WHAT IS REQUIRED -
Write out every line of the records again, requests included, and shift each point by adding 138 to both of its coordinates.

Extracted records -
"""
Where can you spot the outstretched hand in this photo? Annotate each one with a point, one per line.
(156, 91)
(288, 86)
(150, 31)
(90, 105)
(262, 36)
"""
TASK OUTPUT -
Where can you spot the outstretched hand in this photo? Annotate each one with a point, one per line.
(294, 229)
(426, 224)
(288, 169)
(228, 243)
(400, 174)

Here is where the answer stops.